This podcast is offered by the San Francisco Zen Center on the web at www.sfcc.org. Our public programs are made possible by donations from people like you. So thank you for inviting me. It's nice to get to jump lineages sometimes and talk with people in other robes and outfits too. So, of course, when you give a talk, sometimes they ask you to come up with a title quite some time ahead. And so you do the best you can to come up with a title that is interesting enough, enticing enough, specific enough, and yet also vague enough that when it actually comes to the time of having to do the talk, you can actually do something that is in the realm of the topic of the talk, too.

[01:06]

So I think that... as I have reflected on this topic of faith and courage, which are dimensions of life and of practice and dharma practice that have been compelling to me and interesting to me for some time, my own understanding of them has changed. And even what I decided I should share with you has changed, too. So here's a story from the... Samyutanikaya that some of you may be familiar with, a story of a little exchange the Buddha had with a certain deity, and it's called the flood. You know this one, the flood? No. So someone came to him and said, how dear sir did you cross the flood? And he says, without tarrying and without hurrying did I cross the flood. And he says, but how, dear sir, without carrying and without hurrying did you cross the flood?

[02:09]

And he replies, when I tarried, I sank. And when I hurried, I was swept away. And so, friend, without carrying and without hurrying did I cross the flood. So for me, this resonates very much of this. a practice of how do we even move through life? How do we move through life? How do we move through our practice? There's good advice in this little story. So I think of tearing as the hanging back, the sometimes being lazy or sometimes being a little reluctant. And then the hurrying is the leaning forward dimension, the pushing, that energy of wanting something else to come quickly. And even physically, you can feel that when you're doing either of those things.

- _REQUIRED WORK_
**1.** Swap "flood" for "river" in the part of the talk on faith and courage that opens with the words containing "So I think that..." and closes with "hurrying did you cross the flood?", and write that part out again.
**2.** Pick up the talk on faith and courage after its last sentence and write the next part.
The listing that comes next isn't needed for anything here.

- _DATASET SECTION_
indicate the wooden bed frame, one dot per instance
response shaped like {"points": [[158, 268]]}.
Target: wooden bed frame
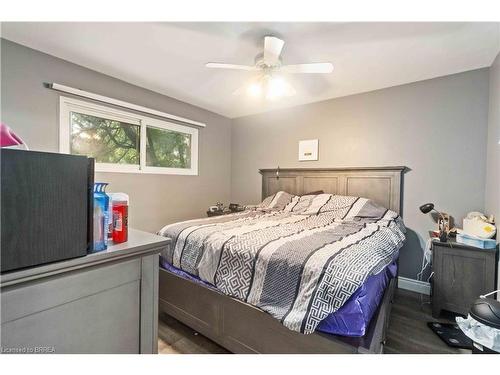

- _THE RESULTS_
**1.**
So I think that... as I have reflected on this topic of faith and courage, which are dimensions of life and of practice and dharma practice that have been compelling to me and interesting to me for some time, my own understanding of them has changed. And even what I decided I should share with you has changed, too. So here's a story from the... Samyutanikaya that some of you may be familiar with, a story of a little exchange the Buddha had with a certain deity, and it's called the river. You know this one, the river? No. So someone came to him and said, how dear sir did you cross the river? And he says, without tarrying and without hurrying did I cross the river. And he says, but how, dear sir, without carrying and without hurrying did you cross the river?

**2.**
[03:13]

So I always appreciate that the Zen people have very nice posture. So I'm seeing you with nice posture. But if you have a posture, so like lean back a little now, like if you were leaning back. Like lean back, lean back. It starts to feel a little uncomfortable after a while, right? Okay, so then come back to your regular center. And then lean forward. Exciting. What's going to be said next? What's going to happen next? But if I kept you there too long, you can come back. That also gets tiring, right? The leaning forward, the falling back. And you had so much of the time in life for actually doing that. I noticed myself this tendency of that. The tearing and the hurrying. So I think this is related to the sense of faith Because why is it that we tarry and why is it that we hurry? Why do we lean back and why do we lean forward?

[04:14]

So leaning forward sometimes is like, I want something else to happen besides what's happening now. Or like something else better is going to happen soon. Or I'm bored of what's happening now. And then tarrying sometimes feels like, oh, I don't know what's going to happen and I'm scared of it. Maybe I'll just hang out here a little bit more. Maybe I'll just try and lurk here, see if that works. So a sense of faith comes in of being able to understand what it is that we can really rely on and to actually be grounded, to be centered, to know that which we can actually trust, this quality of what we can trust. And sometimes I feel like that's what the Dhamma practice is all about, is understanding what is it that we can trust. Like, what can we rely on? And my understanding of the Dhamma, the teachings are that the good news is that it's not like a teaching, an esoteric teaching that Buddha came up with, that he's trying to have us understand some abstract, abstruse philosophy.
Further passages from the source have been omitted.